===== Exercise input =====

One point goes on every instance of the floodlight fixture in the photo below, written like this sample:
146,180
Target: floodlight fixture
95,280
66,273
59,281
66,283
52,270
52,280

=====

What needs to be done → Reproduce the data above in full, substituting "stadium lamp" for every occurrence of "floodlight fixture". Keep everything else identical.

Answer to the exercise →
One point goes on every instance of the stadium lamp in the photo below, written like this sample:
146,180
Target: stadium lamp
95,280
66,273
59,281
66,283
52,270
52,280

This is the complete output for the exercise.